TASK DIRECTIONS —
Search the listing for the word "brick". Copy every line where it is found.

DATA TO PROCESS —
——————
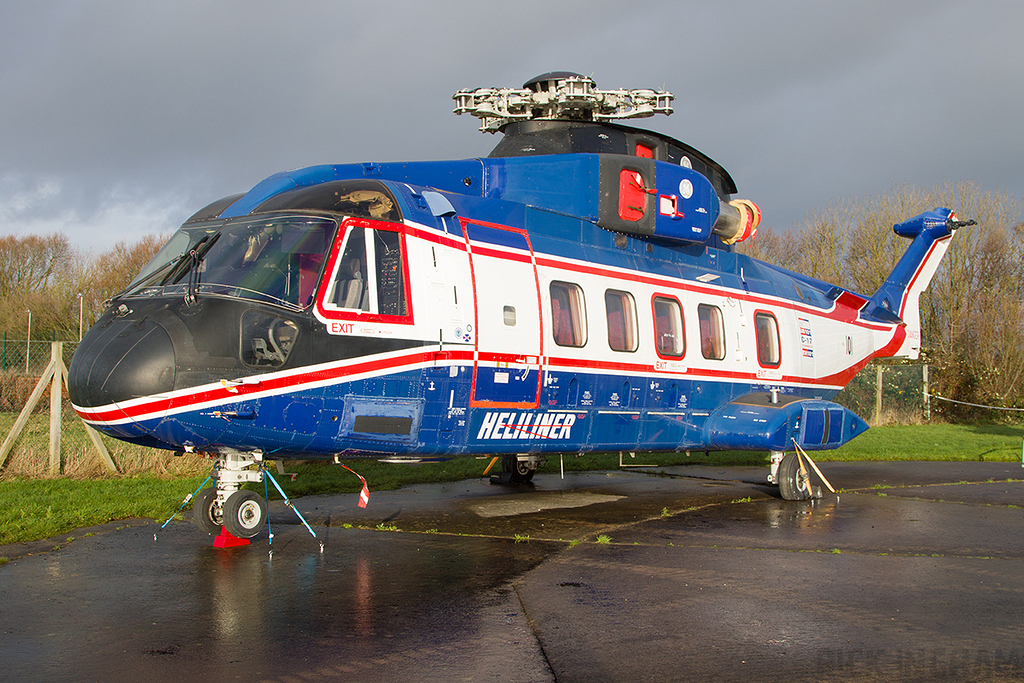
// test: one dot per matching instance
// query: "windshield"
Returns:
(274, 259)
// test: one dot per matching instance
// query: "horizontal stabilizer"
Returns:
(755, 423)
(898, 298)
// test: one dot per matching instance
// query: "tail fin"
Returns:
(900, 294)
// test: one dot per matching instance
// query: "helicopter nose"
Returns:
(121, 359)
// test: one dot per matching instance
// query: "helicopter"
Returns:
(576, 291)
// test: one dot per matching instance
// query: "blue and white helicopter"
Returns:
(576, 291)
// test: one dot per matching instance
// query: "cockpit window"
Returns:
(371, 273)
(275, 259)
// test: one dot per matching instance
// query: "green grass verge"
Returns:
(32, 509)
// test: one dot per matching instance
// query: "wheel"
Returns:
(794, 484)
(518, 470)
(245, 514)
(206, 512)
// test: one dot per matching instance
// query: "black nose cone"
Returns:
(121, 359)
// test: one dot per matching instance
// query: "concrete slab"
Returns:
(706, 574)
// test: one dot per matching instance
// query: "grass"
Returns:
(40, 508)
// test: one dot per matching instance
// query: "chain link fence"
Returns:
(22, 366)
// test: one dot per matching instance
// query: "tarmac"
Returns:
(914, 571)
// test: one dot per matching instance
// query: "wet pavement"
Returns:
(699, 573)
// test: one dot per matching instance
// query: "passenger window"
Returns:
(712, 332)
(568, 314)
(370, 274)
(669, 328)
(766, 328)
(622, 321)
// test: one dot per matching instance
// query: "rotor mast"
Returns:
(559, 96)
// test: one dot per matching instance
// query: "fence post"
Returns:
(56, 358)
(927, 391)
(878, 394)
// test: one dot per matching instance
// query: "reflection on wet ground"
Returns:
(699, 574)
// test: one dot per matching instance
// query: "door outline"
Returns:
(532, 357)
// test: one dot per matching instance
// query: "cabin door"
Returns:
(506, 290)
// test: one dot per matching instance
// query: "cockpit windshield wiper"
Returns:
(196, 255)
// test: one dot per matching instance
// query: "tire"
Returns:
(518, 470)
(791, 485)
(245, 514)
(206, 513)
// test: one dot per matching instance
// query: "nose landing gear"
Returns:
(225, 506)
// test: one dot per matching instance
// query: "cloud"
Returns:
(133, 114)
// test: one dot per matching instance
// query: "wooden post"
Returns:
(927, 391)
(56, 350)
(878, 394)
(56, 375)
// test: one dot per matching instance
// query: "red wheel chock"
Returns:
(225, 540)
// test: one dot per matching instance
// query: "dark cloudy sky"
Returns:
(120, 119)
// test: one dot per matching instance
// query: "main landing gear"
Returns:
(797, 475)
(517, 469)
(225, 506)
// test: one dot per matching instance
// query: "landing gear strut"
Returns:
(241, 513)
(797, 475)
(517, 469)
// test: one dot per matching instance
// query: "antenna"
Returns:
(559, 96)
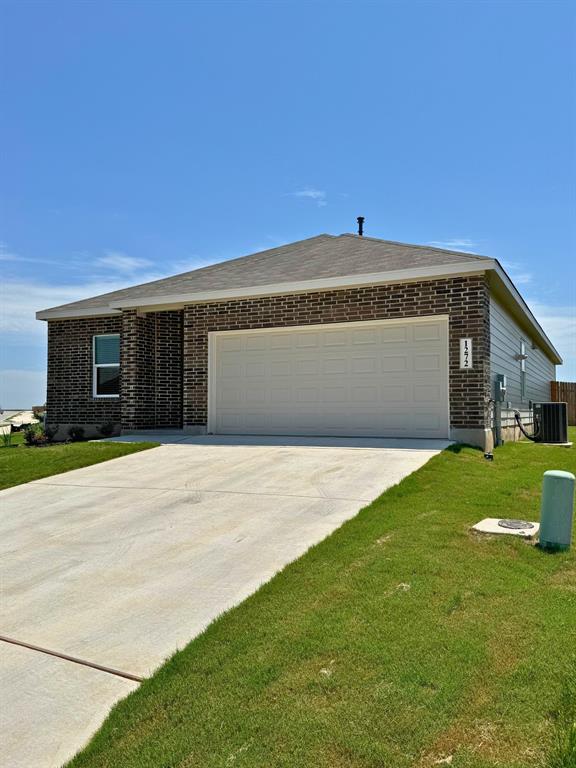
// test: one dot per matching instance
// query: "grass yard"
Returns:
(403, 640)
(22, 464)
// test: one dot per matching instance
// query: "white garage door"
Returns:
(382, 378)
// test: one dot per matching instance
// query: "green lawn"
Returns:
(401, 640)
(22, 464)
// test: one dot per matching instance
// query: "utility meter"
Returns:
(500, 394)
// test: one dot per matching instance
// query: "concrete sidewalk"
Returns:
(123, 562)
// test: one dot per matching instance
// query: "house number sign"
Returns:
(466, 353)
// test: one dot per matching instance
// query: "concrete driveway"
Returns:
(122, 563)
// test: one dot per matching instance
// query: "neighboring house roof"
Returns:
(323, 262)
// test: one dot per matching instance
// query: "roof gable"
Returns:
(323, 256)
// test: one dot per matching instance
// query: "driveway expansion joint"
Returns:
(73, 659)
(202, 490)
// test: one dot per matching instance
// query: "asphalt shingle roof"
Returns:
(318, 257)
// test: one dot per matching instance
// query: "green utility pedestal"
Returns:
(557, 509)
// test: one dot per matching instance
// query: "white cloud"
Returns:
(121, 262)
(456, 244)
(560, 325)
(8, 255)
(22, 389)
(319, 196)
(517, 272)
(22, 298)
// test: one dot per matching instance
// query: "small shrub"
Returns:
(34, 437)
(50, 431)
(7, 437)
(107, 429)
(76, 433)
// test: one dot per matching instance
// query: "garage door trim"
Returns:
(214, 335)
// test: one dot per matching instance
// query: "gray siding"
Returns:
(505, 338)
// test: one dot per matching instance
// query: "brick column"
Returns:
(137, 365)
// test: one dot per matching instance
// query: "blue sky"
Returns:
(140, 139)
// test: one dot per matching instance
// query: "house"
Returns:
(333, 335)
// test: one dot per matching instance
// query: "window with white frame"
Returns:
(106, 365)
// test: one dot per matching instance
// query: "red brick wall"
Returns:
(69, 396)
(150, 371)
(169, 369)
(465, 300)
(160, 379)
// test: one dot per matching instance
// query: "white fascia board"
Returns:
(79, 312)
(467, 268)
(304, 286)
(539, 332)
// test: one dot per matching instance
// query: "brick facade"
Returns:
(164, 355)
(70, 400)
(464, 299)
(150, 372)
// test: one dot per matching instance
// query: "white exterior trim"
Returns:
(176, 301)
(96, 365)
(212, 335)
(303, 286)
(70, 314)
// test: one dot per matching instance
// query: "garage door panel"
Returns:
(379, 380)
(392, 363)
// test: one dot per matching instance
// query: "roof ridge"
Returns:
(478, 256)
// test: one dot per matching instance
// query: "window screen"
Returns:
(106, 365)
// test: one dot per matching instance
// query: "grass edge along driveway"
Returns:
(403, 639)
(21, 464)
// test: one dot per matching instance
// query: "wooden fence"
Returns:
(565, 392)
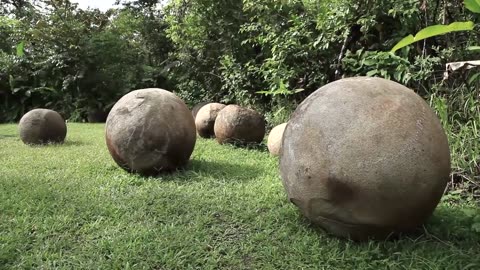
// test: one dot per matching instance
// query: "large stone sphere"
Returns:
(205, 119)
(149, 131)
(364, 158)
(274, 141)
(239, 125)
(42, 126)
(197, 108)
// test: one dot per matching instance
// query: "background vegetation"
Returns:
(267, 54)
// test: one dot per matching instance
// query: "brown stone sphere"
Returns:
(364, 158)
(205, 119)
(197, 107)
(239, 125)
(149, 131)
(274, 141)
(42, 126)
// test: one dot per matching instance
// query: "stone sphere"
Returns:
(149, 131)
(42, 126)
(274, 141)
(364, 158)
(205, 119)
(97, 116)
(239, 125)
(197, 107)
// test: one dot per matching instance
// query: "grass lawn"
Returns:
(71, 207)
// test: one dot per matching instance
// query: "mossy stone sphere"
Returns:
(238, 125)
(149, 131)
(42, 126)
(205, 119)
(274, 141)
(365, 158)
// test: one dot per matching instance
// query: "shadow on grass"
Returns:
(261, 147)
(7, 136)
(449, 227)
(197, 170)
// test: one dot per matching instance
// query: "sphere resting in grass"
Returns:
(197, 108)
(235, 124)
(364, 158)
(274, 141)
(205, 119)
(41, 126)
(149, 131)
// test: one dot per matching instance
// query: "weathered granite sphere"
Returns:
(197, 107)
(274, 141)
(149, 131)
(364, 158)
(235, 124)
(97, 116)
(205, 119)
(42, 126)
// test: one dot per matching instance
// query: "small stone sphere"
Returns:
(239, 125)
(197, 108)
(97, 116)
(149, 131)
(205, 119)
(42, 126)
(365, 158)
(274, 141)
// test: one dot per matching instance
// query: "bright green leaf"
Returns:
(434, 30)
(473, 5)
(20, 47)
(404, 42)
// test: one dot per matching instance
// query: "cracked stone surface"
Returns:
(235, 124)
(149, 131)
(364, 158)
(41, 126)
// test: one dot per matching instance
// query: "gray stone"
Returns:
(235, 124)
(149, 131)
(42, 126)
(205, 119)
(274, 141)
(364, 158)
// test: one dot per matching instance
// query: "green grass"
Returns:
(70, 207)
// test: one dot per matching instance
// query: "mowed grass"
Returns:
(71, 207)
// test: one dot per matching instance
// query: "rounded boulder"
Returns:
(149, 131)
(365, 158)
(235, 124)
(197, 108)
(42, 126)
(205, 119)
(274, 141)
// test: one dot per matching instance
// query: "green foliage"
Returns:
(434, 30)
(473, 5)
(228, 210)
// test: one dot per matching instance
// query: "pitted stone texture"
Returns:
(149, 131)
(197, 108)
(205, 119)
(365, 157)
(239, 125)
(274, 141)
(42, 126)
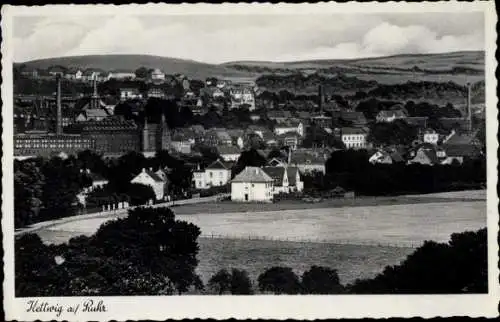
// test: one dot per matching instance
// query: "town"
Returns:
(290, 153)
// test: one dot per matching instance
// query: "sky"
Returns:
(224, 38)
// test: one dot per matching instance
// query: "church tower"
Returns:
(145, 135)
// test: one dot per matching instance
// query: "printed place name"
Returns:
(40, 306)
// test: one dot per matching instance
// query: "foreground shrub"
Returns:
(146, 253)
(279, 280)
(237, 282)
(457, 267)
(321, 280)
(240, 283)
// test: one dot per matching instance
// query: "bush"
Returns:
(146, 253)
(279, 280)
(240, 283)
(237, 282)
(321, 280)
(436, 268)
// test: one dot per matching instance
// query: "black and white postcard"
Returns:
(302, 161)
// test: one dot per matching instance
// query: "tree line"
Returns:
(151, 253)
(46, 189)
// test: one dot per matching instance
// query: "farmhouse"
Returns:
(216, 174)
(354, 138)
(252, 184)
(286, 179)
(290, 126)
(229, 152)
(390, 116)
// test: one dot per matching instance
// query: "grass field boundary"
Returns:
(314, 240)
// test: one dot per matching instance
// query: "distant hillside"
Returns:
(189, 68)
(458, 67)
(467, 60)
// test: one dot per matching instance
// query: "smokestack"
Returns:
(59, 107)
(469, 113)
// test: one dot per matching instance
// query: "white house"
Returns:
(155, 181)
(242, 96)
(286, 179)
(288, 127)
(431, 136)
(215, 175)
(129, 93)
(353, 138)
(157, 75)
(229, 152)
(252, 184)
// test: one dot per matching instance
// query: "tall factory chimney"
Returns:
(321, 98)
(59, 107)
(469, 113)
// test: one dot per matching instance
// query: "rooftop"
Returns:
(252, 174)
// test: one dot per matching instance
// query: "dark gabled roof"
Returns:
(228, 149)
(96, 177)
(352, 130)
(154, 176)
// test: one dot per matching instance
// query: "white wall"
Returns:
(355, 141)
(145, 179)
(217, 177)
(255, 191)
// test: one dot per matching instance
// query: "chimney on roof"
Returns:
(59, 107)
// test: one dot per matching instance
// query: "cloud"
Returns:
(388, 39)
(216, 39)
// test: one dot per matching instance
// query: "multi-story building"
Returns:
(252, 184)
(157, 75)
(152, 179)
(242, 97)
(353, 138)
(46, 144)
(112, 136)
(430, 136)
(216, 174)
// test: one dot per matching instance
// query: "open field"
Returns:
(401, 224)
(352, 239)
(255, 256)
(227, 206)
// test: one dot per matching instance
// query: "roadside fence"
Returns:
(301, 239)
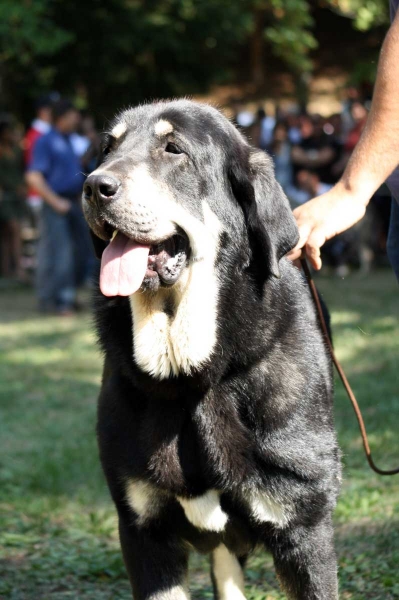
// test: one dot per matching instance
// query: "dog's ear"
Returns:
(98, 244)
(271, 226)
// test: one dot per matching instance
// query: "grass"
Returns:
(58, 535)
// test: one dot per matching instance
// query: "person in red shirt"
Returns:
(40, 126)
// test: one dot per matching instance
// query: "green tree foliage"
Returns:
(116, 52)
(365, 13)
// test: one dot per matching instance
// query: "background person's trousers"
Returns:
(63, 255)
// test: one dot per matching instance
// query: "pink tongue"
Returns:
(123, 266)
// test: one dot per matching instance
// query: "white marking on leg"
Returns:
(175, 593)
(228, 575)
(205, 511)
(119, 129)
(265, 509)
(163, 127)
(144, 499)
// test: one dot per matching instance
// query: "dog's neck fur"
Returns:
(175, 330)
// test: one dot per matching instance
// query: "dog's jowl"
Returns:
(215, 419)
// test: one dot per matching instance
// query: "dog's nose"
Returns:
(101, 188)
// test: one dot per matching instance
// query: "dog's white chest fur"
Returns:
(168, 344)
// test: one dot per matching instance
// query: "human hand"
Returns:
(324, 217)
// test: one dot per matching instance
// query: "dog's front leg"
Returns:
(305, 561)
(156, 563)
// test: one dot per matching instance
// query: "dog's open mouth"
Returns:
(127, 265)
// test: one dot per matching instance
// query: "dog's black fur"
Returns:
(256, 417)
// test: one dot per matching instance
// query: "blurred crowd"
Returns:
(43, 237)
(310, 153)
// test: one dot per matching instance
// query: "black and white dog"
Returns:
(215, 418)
——————
WRITTEN SOLUTION —
// query: "brick column"
// query: "red brick wall"
// query: "brick facade"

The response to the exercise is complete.